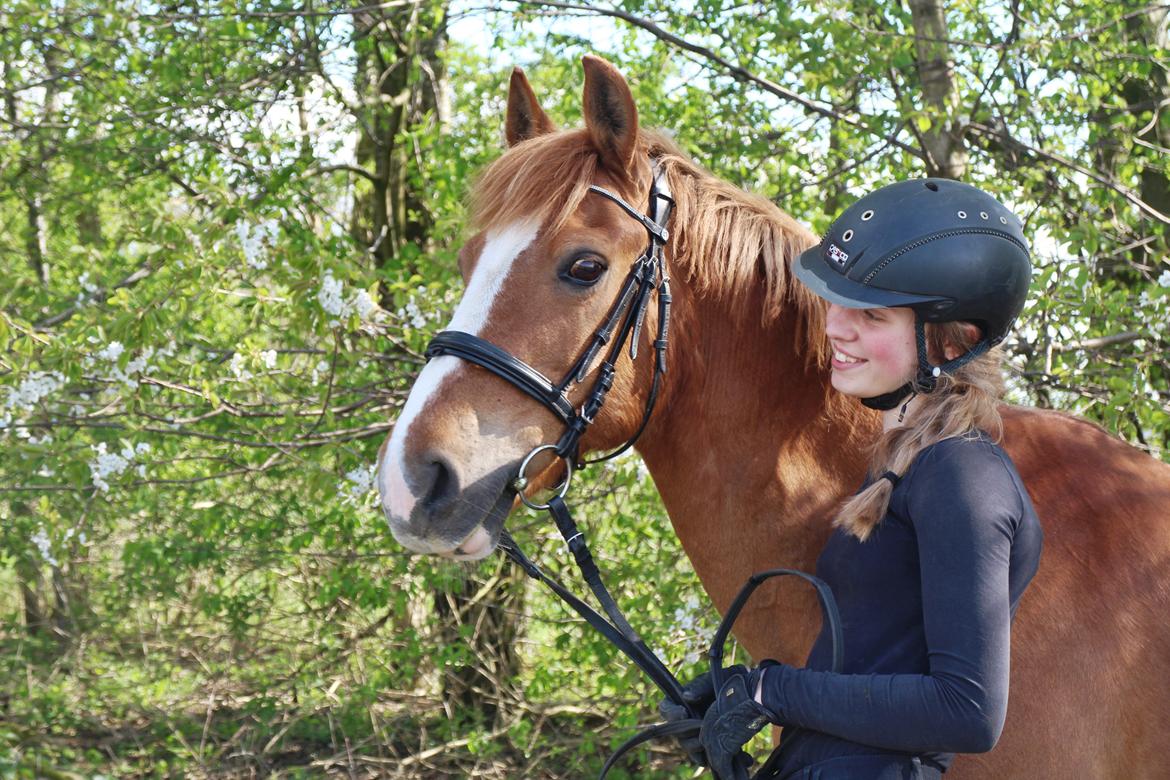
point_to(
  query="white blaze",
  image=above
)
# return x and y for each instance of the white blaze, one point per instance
(500, 252)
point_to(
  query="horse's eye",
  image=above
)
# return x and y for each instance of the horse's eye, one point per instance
(586, 270)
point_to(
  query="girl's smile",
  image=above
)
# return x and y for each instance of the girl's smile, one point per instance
(873, 349)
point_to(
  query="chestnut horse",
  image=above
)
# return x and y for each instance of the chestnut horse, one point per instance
(749, 447)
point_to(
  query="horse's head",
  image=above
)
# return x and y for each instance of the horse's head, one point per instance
(541, 275)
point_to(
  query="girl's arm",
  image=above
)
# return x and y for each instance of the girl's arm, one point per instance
(965, 517)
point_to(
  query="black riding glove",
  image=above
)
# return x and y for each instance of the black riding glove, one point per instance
(730, 722)
(699, 694)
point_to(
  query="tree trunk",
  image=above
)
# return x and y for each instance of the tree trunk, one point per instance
(401, 82)
(943, 142)
(401, 85)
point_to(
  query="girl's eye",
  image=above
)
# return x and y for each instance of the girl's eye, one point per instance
(586, 270)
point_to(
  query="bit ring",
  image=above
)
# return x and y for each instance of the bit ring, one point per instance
(521, 481)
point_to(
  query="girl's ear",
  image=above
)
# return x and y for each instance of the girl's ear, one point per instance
(971, 335)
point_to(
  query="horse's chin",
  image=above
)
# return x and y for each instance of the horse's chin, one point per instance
(451, 539)
(479, 544)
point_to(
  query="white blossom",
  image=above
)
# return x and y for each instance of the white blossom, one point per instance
(358, 484)
(108, 464)
(363, 304)
(111, 351)
(238, 366)
(330, 296)
(254, 240)
(41, 539)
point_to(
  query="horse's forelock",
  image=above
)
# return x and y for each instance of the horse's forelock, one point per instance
(724, 239)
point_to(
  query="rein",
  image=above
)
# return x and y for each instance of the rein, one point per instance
(624, 323)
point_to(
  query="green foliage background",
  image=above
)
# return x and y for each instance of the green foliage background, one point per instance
(199, 358)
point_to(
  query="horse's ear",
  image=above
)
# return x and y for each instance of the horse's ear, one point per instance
(525, 117)
(611, 116)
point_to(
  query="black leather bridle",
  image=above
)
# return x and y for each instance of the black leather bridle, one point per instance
(623, 324)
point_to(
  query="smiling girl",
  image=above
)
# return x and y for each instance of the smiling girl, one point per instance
(929, 559)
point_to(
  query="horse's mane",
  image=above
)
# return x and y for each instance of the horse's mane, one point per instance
(725, 241)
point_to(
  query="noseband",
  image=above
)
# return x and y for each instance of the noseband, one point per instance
(624, 323)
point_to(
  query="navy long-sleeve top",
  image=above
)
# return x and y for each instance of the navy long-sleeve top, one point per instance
(926, 606)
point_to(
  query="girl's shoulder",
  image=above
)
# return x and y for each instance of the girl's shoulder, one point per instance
(970, 470)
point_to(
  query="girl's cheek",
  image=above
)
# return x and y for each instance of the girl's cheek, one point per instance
(895, 353)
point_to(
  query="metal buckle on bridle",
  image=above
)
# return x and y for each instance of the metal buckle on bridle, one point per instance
(521, 482)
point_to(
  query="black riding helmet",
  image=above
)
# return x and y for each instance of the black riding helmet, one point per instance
(943, 248)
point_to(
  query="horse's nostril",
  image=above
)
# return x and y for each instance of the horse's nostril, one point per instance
(440, 484)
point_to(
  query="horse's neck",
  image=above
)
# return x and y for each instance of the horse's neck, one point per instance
(749, 462)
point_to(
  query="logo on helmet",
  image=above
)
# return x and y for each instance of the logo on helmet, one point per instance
(838, 255)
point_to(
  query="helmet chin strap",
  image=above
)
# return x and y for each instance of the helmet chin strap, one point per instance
(927, 374)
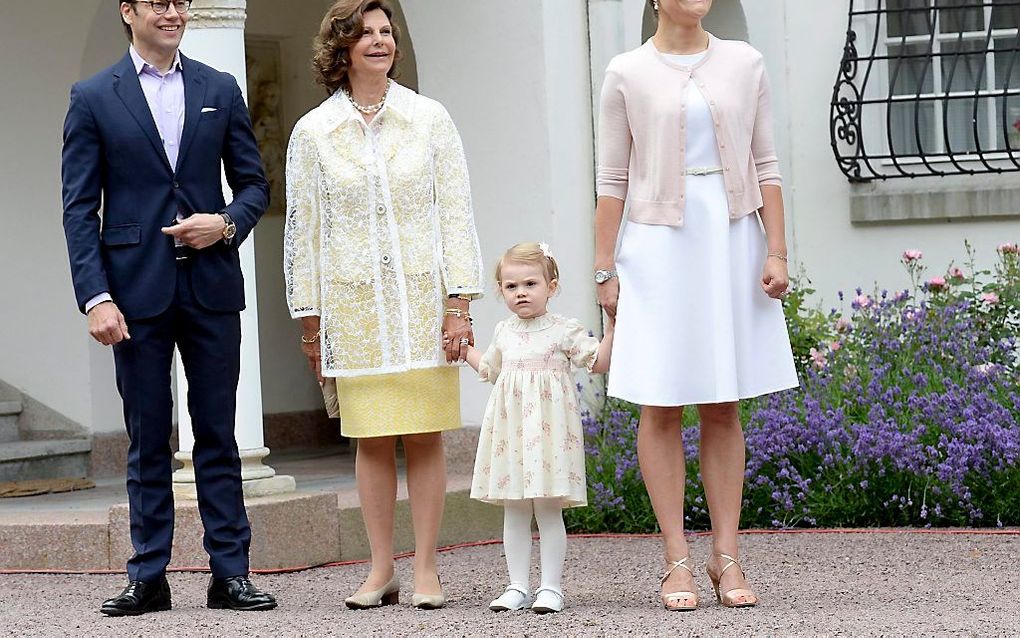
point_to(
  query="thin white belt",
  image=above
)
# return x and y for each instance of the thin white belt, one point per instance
(700, 170)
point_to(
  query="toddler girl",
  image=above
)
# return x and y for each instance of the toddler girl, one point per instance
(530, 455)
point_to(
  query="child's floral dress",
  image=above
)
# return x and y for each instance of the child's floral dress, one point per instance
(531, 443)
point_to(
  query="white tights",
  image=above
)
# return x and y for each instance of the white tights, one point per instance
(517, 540)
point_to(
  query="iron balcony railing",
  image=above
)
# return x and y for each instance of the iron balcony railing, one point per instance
(928, 88)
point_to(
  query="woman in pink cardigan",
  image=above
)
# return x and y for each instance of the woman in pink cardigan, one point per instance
(685, 145)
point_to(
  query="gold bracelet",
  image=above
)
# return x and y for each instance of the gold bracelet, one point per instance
(459, 314)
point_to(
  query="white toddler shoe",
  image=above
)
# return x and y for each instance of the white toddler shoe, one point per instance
(548, 600)
(512, 599)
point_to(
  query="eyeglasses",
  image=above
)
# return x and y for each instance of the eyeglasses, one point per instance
(160, 6)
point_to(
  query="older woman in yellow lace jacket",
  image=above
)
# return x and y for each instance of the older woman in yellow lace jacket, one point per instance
(380, 259)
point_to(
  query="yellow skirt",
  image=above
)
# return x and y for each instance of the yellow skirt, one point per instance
(417, 401)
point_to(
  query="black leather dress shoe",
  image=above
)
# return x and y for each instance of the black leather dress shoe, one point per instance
(237, 592)
(140, 597)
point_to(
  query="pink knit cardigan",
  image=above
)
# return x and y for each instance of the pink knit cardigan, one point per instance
(642, 136)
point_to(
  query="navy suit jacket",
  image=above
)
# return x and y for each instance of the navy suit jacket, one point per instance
(113, 159)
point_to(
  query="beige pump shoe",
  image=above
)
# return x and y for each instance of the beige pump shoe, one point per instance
(732, 597)
(678, 596)
(427, 601)
(390, 594)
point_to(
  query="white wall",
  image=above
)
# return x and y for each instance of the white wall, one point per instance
(44, 347)
(287, 383)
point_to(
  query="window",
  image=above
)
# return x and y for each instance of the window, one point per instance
(928, 87)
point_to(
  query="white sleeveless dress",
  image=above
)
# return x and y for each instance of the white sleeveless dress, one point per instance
(694, 325)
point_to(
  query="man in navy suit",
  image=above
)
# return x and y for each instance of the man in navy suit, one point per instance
(145, 140)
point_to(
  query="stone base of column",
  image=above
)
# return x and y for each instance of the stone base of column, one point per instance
(257, 479)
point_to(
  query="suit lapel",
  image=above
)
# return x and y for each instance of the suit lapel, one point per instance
(129, 89)
(194, 98)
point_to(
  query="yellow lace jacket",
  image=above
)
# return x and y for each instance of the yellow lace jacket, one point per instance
(379, 230)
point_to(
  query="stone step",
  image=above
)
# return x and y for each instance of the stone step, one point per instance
(27, 460)
(9, 411)
(294, 530)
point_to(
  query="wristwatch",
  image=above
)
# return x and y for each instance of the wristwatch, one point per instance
(230, 230)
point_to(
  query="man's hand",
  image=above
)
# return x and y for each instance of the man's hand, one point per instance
(107, 325)
(199, 231)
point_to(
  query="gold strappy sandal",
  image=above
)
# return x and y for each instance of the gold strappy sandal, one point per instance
(731, 598)
(678, 596)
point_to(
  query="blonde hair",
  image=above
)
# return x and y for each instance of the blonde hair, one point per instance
(529, 252)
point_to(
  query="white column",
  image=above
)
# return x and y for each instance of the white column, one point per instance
(215, 36)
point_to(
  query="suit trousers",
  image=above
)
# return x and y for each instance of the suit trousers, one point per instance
(209, 344)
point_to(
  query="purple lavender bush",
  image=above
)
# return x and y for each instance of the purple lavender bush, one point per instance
(908, 414)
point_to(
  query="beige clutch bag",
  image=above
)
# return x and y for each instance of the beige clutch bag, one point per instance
(330, 398)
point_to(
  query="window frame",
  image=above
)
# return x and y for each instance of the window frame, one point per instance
(873, 68)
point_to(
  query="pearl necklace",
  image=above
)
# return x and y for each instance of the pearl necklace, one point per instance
(371, 108)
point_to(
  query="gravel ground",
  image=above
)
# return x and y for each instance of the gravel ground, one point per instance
(810, 584)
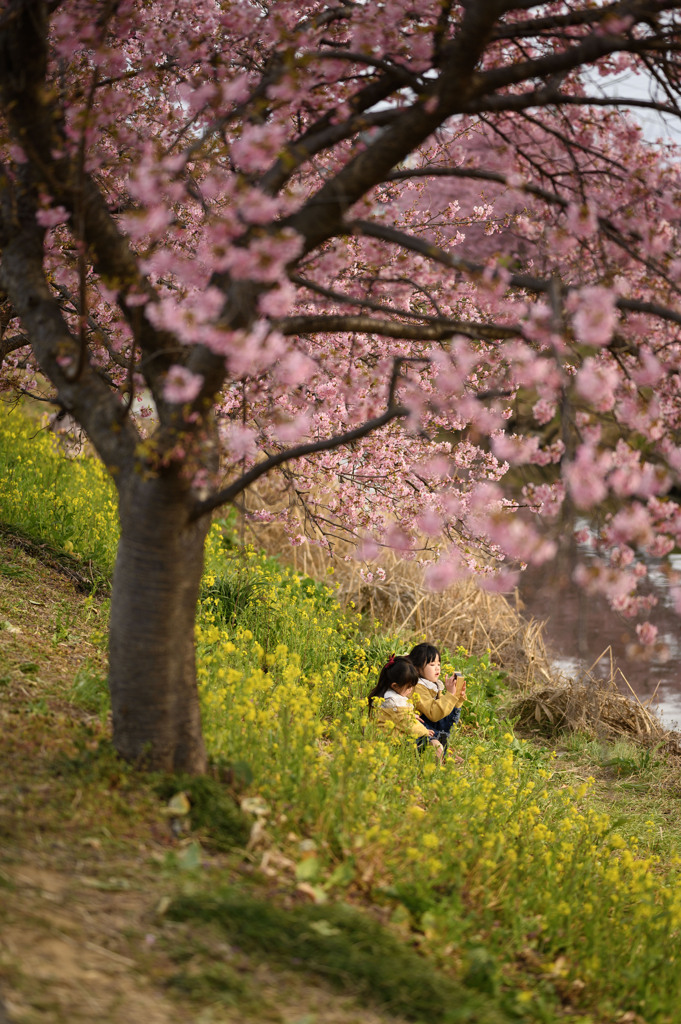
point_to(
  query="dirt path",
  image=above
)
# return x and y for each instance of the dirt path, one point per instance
(88, 861)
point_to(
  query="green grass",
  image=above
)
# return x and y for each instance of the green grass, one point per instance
(528, 884)
(345, 947)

────────────────────

- **Written request**
Which lines of the data above contain the word "trousers"? Copy each of them.

- **Solution to this problem**
  query="suit trousers",
# return x and y for each instance of the suit trousers, one point per instance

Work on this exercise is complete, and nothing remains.